**Records supplied**:
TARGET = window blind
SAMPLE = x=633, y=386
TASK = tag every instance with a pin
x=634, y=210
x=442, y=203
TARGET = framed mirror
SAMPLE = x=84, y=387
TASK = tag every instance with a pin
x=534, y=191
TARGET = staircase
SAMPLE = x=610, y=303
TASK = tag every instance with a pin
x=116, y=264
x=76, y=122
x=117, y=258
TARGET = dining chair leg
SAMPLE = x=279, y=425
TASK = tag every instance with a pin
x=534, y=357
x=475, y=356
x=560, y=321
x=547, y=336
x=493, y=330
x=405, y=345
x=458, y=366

**Exercise objective**:
Return all of the entries exactly as written.

**Answer to the exercise**:
TARGET = window blind
SAMPLE = x=633, y=386
TASK = tag every instance with a pin
x=634, y=210
x=442, y=203
TARGET = framed mirror
SAMPLE = x=84, y=387
TASK = tag every instance with a pin
x=534, y=191
TARGET = staircase
SAMPLE = x=610, y=303
TASK = tag every instance with a pin
x=116, y=264
x=76, y=122
x=117, y=258
TARGET = dining chair leg
SAMPLE = x=279, y=425
TASK = tag every instance with a pin
x=534, y=357
x=475, y=356
x=560, y=321
x=547, y=336
x=493, y=330
x=405, y=345
x=458, y=366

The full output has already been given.